_What you need to do_
Would you count the lines of the listing that carry the word "every"? Give only the resulting number.
=-=-=-=-=
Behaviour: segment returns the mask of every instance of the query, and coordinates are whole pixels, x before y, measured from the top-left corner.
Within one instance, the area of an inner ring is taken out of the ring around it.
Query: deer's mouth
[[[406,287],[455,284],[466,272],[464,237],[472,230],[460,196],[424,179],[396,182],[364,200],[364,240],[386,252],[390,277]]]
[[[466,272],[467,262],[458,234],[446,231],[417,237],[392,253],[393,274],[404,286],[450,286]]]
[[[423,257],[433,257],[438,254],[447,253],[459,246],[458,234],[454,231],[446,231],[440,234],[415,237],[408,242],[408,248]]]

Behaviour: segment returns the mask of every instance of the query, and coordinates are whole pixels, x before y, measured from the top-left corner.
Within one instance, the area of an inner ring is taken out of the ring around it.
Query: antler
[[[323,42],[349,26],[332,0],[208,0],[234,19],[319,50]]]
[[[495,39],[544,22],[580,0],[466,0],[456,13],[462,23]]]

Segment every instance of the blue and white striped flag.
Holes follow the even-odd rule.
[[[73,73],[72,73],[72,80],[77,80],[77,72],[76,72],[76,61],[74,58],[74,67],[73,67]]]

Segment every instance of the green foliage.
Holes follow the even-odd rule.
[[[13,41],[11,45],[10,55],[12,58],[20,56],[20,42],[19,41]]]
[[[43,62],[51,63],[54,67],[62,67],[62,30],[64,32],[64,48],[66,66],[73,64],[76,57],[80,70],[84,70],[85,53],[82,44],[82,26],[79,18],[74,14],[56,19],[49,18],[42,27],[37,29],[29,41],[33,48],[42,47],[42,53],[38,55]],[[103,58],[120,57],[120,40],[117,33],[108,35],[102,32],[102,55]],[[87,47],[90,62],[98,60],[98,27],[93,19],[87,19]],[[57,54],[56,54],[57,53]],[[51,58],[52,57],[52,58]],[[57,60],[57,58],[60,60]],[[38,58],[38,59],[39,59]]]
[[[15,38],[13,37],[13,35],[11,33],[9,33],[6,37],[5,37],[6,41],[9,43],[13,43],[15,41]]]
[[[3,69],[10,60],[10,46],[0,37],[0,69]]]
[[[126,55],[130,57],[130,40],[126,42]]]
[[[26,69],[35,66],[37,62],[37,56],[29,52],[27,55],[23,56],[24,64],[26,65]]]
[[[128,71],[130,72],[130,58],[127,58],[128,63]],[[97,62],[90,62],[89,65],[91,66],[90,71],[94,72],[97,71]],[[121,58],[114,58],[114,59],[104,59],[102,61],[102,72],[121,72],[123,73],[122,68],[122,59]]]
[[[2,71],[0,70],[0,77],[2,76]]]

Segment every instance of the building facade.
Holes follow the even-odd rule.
=-=-=-=-=
_Expected answer_
5